### Task details
Only the lines from the beginning of the data below through the line that contains "Target: plate of cookies" should be repeated, exactly as written.

### Records shown
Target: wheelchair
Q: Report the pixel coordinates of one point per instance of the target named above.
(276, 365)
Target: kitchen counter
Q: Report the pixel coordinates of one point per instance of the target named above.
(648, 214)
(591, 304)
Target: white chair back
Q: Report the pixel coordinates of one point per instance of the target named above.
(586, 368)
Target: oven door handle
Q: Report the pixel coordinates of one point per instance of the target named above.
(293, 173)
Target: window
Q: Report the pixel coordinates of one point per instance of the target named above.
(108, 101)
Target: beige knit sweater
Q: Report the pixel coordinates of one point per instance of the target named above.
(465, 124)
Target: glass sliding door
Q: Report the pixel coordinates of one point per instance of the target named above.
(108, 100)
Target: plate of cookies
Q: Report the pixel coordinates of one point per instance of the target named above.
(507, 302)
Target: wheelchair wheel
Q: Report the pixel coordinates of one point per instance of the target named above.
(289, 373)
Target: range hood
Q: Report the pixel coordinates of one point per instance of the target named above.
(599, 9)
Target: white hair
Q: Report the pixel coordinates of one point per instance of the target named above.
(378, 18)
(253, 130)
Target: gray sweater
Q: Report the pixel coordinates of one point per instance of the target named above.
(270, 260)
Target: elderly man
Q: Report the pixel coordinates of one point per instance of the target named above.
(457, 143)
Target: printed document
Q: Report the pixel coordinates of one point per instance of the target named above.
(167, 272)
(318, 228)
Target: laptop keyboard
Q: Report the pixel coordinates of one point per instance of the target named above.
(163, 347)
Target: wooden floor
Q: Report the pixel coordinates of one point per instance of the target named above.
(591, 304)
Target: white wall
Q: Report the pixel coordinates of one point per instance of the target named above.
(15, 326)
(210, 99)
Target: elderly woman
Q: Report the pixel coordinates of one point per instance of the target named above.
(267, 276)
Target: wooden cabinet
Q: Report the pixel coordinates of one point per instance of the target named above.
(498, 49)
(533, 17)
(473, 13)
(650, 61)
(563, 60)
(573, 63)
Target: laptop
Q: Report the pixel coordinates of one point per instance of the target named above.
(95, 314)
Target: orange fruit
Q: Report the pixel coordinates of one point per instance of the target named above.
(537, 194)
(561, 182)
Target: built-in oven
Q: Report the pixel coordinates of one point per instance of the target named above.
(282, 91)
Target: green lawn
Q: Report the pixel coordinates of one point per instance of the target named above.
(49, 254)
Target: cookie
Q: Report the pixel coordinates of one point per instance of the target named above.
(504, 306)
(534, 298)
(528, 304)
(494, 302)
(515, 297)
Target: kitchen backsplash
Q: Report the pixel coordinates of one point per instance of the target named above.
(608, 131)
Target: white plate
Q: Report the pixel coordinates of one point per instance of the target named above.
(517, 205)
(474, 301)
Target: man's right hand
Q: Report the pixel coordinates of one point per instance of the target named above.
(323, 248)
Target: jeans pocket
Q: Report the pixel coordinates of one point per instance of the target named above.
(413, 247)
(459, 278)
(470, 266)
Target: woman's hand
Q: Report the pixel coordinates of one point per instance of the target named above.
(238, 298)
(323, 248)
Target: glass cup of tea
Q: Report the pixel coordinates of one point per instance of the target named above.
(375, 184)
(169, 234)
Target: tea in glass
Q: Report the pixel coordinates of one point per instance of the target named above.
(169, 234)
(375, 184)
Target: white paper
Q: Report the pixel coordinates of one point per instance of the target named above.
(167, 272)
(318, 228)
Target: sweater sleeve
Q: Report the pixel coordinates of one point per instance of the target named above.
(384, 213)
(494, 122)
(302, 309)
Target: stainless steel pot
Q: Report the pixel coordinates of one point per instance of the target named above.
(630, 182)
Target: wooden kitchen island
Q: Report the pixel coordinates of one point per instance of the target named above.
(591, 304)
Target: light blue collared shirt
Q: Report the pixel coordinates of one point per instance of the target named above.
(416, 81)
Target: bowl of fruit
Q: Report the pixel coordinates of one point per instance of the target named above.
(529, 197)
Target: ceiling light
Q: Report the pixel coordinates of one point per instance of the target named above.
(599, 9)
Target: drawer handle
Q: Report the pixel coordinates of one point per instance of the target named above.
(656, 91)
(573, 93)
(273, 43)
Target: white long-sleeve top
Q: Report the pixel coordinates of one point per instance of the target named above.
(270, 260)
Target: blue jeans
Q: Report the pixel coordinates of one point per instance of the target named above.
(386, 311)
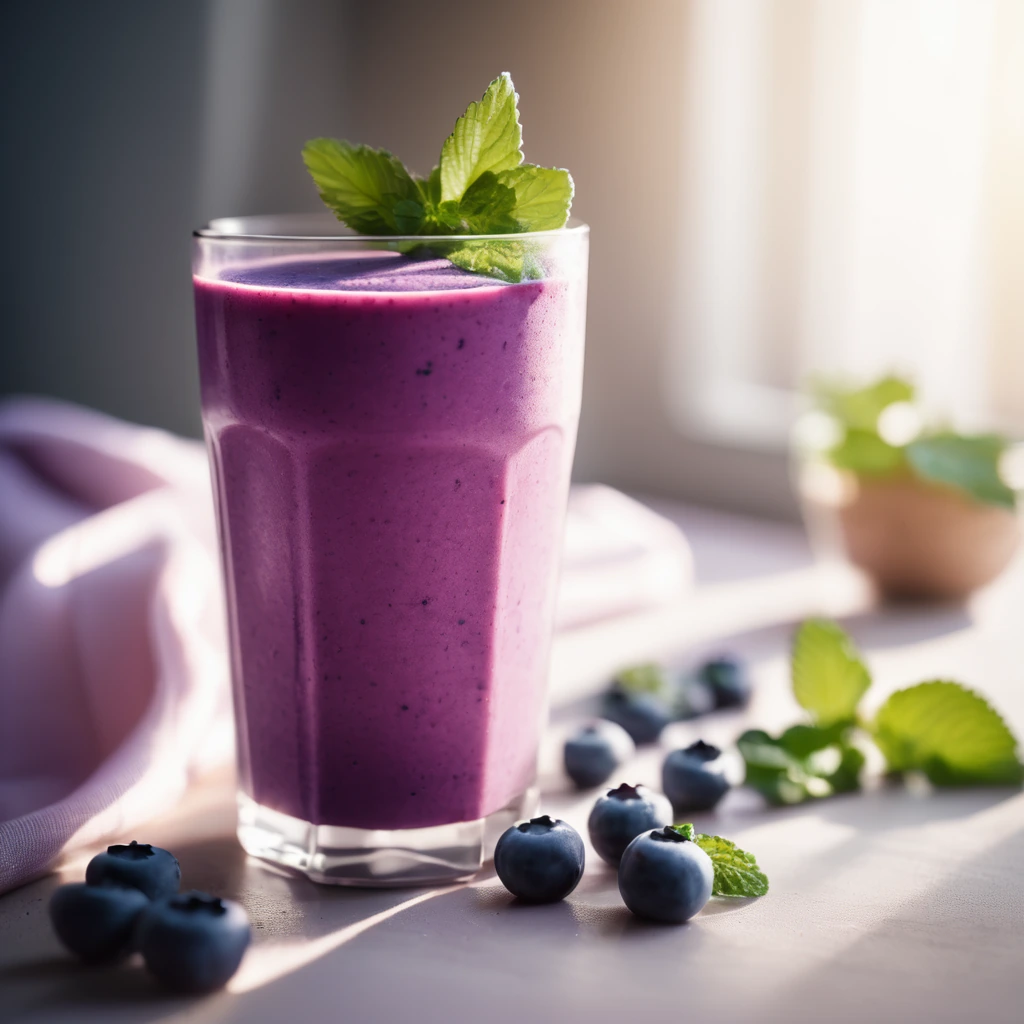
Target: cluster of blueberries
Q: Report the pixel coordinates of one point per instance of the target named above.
(664, 696)
(129, 901)
(663, 875)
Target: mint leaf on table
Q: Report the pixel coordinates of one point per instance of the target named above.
(804, 763)
(828, 677)
(969, 464)
(646, 678)
(948, 732)
(369, 189)
(486, 138)
(736, 871)
(686, 830)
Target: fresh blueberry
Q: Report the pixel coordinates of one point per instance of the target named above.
(623, 814)
(665, 877)
(694, 698)
(595, 752)
(194, 942)
(728, 679)
(96, 923)
(540, 860)
(642, 715)
(693, 778)
(148, 868)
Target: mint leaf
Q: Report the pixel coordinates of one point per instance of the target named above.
(487, 207)
(950, 733)
(647, 678)
(736, 871)
(367, 188)
(970, 464)
(828, 678)
(509, 261)
(543, 196)
(805, 763)
(865, 453)
(859, 409)
(486, 137)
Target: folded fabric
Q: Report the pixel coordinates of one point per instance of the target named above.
(114, 678)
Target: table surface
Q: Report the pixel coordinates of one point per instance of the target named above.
(895, 904)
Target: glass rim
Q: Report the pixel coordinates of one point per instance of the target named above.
(233, 229)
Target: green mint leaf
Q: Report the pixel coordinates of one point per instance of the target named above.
(367, 188)
(859, 409)
(865, 453)
(805, 763)
(828, 678)
(736, 871)
(543, 196)
(487, 207)
(950, 733)
(647, 678)
(969, 464)
(486, 137)
(509, 261)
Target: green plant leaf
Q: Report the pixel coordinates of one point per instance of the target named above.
(865, 453)
(486, 137)
(804, 763)
(859, 409)
(367, 188)
(828, 677)
(543, 196)
(686, 830)
(511, 261)
(736, 871)
(970, 464)
(950, 733)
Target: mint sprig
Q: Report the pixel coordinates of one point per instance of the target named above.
(940, 728)
(948, 732)
(480, 185)
(736, 871)
(828, 677)
(969, 463)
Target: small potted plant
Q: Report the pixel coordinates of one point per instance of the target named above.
(926, 512)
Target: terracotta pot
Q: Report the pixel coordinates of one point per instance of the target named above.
(918, 540)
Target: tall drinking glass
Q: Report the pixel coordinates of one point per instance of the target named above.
(390, 439)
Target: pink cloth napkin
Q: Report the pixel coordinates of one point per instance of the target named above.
(114, 680)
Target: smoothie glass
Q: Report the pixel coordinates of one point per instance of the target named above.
(390, 439)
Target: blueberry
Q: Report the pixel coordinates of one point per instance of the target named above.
(621, 815)
(728, 679)
(595, 752)
(695, 697)
(540, 860)
(643, 716)
(96, 923)
(665, 877)
(194, 942)
(139, 865)
(693, 778)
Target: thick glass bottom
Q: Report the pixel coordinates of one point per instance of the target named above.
(377, 858)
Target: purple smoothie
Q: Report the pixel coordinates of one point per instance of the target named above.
(391, 443)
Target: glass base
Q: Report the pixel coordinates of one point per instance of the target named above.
(377, 858)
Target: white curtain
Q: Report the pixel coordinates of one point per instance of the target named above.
(855, 205)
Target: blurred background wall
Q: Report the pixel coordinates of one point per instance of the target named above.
(776, 188)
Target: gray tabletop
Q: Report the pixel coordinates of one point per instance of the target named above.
(895, 904)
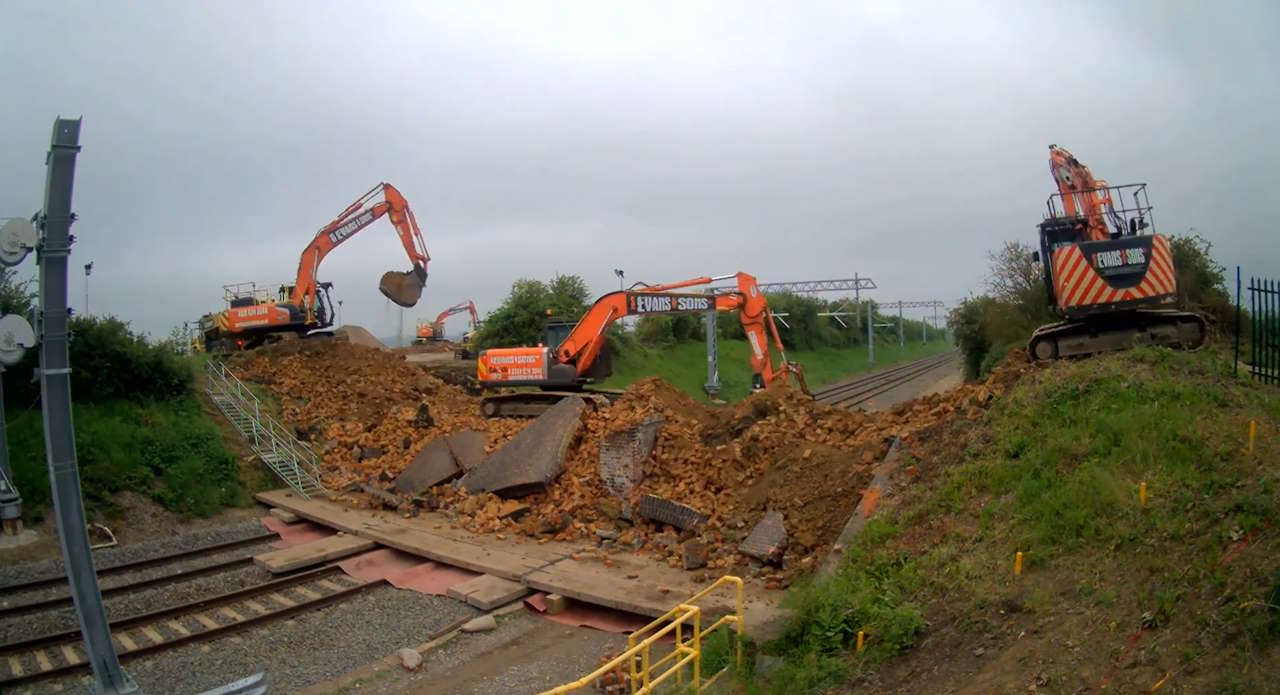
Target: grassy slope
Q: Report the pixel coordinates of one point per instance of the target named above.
(1054, 471)
(170, 451)
(685, 365)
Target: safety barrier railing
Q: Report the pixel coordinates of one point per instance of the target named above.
(645, 673)
(292, 461)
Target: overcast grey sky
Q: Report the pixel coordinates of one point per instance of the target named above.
(790, 140)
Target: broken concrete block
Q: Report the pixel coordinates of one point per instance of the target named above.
(767, 540)
(556, 603)
(283, 515)
(664, 511)
(624, 453)
(694, 554)
(410, 658)
(531, 458)
(432, 466)
(483, 623)
(467, 448)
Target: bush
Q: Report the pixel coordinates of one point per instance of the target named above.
(519, 320)
(169, 452)
(109, 362)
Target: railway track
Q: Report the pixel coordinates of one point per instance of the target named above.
(862, 389)
(144, 563)
(60, 654)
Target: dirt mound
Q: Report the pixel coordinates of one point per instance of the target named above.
(370, 411)
(365, 411)
(359, 335)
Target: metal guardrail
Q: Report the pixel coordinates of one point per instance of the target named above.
(644, 673)
(291, 460)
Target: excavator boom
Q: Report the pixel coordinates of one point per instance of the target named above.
(1106, 273)
(254, 314)
(583, 355)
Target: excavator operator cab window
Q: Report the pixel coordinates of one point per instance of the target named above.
(554, 332)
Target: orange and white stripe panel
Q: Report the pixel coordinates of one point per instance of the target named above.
(1077, 283)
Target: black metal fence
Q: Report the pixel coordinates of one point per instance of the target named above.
(1262, 329)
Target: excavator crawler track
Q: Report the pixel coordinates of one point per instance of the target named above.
(1119, 330)
(531, 403)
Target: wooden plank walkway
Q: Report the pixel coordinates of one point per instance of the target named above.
(632, 583)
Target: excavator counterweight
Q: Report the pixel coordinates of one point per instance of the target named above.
(1106, 273)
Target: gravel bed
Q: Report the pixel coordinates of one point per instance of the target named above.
(59, 590)
(135, 602)
(124, 554)
(306, 649)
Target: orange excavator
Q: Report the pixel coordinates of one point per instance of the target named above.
(562, 366)
(255, 315)
(1106, 273)
(435, 329)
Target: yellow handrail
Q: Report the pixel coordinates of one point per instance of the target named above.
(684, 653)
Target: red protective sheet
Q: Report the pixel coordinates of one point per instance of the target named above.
(295, 534)
(584, 615)
(405, 571)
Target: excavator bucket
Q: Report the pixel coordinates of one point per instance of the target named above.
(403, 288)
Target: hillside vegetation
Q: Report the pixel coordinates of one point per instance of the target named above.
(1182, 593)
(138, 426)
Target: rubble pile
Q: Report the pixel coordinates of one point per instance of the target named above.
(776, 456)
(365, 411)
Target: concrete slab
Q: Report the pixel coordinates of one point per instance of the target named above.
(467, 448)
(283, 515)
(432, 466)
(488, 591)
(531, 458)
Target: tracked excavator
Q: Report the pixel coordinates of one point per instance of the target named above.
(567, 361)
(435, 329)
(256, 315)
(1106, 271)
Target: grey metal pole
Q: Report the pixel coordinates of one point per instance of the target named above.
(856, 300)
(901, 339)
(712, 385)
(10, 501)
(55, 396)
(871, 335)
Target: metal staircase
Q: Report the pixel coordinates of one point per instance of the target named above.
(282, 452)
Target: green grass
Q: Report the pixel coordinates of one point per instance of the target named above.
(685, 365)
(1054, 472)
(169, 451)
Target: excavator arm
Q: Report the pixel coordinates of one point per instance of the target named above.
(1083, 196)
(457, 309)
(585, 342)
(403, 288)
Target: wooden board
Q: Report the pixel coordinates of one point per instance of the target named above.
(634, 583)
(488, 591)
(283, 515)
(316, 552)
(654, 590)
(428, 535)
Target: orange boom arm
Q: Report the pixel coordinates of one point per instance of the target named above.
(585, 342)
(351, 220)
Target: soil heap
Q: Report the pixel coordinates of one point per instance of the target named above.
(365, 411)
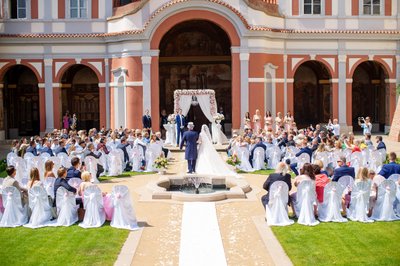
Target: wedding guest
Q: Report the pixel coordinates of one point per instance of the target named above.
(34, 178)
(342, 170)
(391, 168)
(74, 170)
(146, 120)
(247, 121)
(268, 121)
(10, 181)
(279, 175)
(257, 121)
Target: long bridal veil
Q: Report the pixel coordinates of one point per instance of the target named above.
(209, 162)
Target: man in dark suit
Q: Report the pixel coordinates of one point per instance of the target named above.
(123, 146)
(61, 181)
(259, 143)
(342, 170)
(32, 148)
(74, 170)
(180, 124)
(381, 144)
(391, 168)
(279, 175)
(190, 137)
(304, 149)
(146, 120)
(61, 148)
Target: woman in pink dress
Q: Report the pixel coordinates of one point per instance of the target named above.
(66, 120)
(268, 121)
(257, 121)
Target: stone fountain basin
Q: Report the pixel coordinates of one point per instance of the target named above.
(238, 187)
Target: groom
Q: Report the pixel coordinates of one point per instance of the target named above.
(190, 137)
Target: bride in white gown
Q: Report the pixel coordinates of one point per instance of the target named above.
(209, 162)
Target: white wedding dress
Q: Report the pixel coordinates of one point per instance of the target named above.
(209, 162)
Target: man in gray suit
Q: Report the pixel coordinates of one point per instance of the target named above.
(190, 137)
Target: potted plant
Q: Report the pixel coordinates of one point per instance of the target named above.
(161, 164)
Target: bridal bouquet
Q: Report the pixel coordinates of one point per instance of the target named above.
(219, 117)
(160, 163)
(171, 119)
(233, 160)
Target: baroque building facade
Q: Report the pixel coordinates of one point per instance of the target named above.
(109, 61)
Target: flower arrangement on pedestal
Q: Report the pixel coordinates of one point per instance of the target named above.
(171, 119)
(233, 160)
(218, 117)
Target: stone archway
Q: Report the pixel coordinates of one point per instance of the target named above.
(196, 54)
(21, 102)
(80, 95)
(312, 94)
(369, 95)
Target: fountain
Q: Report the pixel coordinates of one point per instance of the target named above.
(199, 188)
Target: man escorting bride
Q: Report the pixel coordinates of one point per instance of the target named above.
(207, 161)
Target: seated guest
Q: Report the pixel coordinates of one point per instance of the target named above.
(381, 144)
(10, 181)
(258, 143)
(32, 148)
(304, 149)
(61, 181)
(391, 168)
(74, 170)
(61, 148)
(321, 180)
(86, 177)
(35, 178)
(342, 169)
(279, 175)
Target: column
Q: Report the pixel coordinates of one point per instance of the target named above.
(48, 91)
(107, 93)
(244, 86)
(2, 129)
(342, 90)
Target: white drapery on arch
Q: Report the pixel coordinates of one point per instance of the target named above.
(207, 102)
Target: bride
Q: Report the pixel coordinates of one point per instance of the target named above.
(209, 162)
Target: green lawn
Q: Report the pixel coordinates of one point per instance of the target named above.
(61, 245)
(350, 243)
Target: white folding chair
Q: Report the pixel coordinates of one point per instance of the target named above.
(67, 209)
(124, 215)
(258, 159)
(276, 211)
(14, 213)
(306, 199)
(94, 211)
(359, 202)
(329, 209)
(41, 210)
(383, 210)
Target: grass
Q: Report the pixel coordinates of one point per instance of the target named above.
(61, 245)
(124, 174)
(349, 243)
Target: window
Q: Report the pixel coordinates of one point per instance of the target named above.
(312, 7)
(18, 9)
(372, 7)
(78, 9)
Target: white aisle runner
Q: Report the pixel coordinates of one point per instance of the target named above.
(201, 242)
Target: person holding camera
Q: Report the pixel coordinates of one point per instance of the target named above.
(365, 125)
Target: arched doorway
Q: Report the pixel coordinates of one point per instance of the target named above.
(312, 94)
(21, 102)
(369, 95)
(196, 54)
(80, 95)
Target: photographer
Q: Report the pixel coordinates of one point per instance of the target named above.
(365, 125)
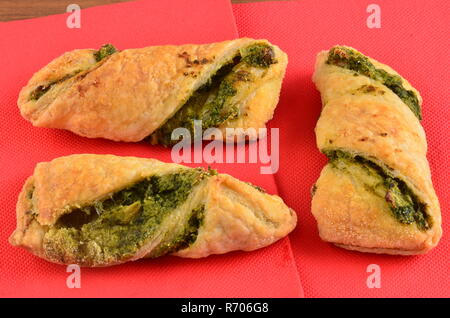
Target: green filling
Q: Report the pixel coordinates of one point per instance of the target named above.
(104, 51)
(116, 227)
(211, 103)
(403, 203)
(355, 61)
(259, 55)
(42, 89)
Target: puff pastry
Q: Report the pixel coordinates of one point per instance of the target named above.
(143, 93)
(375, 194)
(101, 210)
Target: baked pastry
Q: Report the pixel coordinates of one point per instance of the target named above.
(375, 194)
(101, 210)
(142, 93)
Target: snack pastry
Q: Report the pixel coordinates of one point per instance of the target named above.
(375, 194)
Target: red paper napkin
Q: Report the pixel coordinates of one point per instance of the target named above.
(25, 47)
(414, 40)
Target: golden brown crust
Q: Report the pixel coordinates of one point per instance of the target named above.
(237, 215)
(380, 126)
(133, 92)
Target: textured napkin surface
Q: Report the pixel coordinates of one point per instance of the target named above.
(27, 46)
(414, 40)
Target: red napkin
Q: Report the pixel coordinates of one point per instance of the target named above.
(414, 40)
(27, 46)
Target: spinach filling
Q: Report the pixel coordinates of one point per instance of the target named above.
(357, 62)
(103, 52)
(116, 227)
(403, 203)
(211, 103)
(42, 89)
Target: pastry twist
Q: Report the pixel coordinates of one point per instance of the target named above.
(143, 93)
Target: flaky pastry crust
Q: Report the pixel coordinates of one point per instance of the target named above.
(237, 216)
(379, 126)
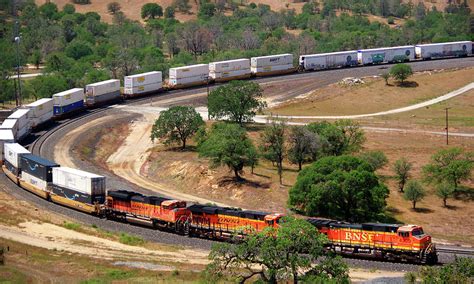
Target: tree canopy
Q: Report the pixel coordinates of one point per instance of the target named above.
(238, 101)
(452, 165)
(228, 144)
(289, 254)
(401, 72)
(341, 137)
(340, 187)
(176, 124)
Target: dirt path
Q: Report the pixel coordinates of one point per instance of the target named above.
(447, 96)
(61, 150)
(127, 161)
(54, 237)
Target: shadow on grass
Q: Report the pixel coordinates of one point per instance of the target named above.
(422, 210)
(408, 84)
(235, 181)
(464, 194)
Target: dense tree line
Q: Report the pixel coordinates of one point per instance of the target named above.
(78, 48)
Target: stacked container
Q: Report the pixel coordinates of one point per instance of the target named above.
(386, 55)
(142, 83)
(78, 185)
(328, 60)
(230, 70)
(6, 136)
(23, 126)
(13, 153)
(447, 49)
(68, 101)
(273, 64)
(41, 111)
(37, 171)
(102, 92)
(189, 75)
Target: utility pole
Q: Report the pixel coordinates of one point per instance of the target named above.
(207, 85)
(447, 131)
(17, 41)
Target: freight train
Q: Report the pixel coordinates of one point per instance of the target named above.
(87, 192)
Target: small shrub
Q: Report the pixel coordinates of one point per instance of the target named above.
(71, 226)
(130, 240)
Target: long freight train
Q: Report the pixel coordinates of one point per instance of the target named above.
(46, 179)
(87, 192)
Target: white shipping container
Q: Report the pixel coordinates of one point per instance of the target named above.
(229, 74)
(101, 88)
(23, 117)
(272, 60)
(68, 97)
(386, 54)
(79, 181)
(272, 69)
(192, 71)
(142, 89)
(148, 78)
(446, 49)
(229, 65)
(22, 132)
(11, 125)
(328, 60)
(42, 184)
(13, 152)
(40, 108)
(6, 136)
(189, 80)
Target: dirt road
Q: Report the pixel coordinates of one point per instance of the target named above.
(53, 237)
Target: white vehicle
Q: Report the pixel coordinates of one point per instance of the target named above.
(386, 55)
(273, 64)
(446, 49)
(328, 60)
(142, 83)
(102, 92)
(230, 70)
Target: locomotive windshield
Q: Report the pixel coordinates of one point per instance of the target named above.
(418, 232)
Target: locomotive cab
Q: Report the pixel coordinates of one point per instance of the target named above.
(273, 220)
(413, 236)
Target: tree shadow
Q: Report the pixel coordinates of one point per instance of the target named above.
(408, 84)
(464, 194)
(422, 210)
(242, 181)
(451, 207)
(190, 148)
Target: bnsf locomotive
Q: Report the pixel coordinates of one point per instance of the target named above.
(87, 192)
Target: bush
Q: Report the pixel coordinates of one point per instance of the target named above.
(130, 240)
(71, 226)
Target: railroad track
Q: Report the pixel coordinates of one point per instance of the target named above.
(455, 250)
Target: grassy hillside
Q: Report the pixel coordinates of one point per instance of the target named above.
(132, 8)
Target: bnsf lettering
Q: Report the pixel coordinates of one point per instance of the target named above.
(227, 220)
(352, 236)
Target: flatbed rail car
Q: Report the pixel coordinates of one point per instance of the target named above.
(381, 241)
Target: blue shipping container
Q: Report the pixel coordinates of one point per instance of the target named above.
(60, 110)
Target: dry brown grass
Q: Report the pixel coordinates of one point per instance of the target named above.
(375, 96)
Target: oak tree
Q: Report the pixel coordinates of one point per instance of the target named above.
(238, 101)
(228, 144)
(340, 187)
(176, 124)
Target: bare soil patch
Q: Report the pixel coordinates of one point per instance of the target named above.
(374, 95)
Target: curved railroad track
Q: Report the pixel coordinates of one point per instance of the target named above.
(38, 146)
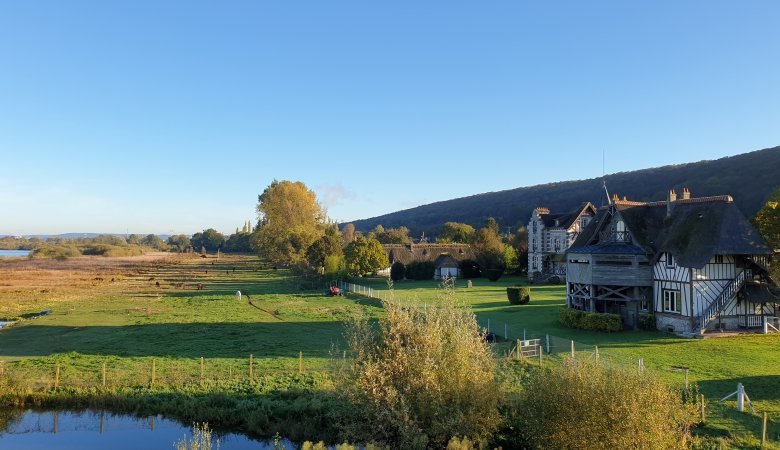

### Solution for this exercise
Target: wheelchair
Q: Report the pixel coordinates of one point per instance of the target named above.
(276, 365)
Target: kitchen counter
Q: Report the pixel coordinates of one point per instance of the target named above.
(648, 214)
(591, 304)
Target: white chair back
Q: Report the pixel coordinates of one point per instance of the target named above.
(586, 368)
Target: oven door handle
Q: Report the pixel coordinates of one point per instance of the target named above.
(293, 173)
Target: window
Q: Report the pixel coordinates of one point per instance of the target named above.
(108, 101)
Target: beige knit sweater
Q: Report the pixel coordinates of one point per instance of the target named above.
(465, 124)
Target: glass sliding door
Q: Report the pixel coordinates of one point per instance of the target named above.
(108, 100)
Target: plate of cookies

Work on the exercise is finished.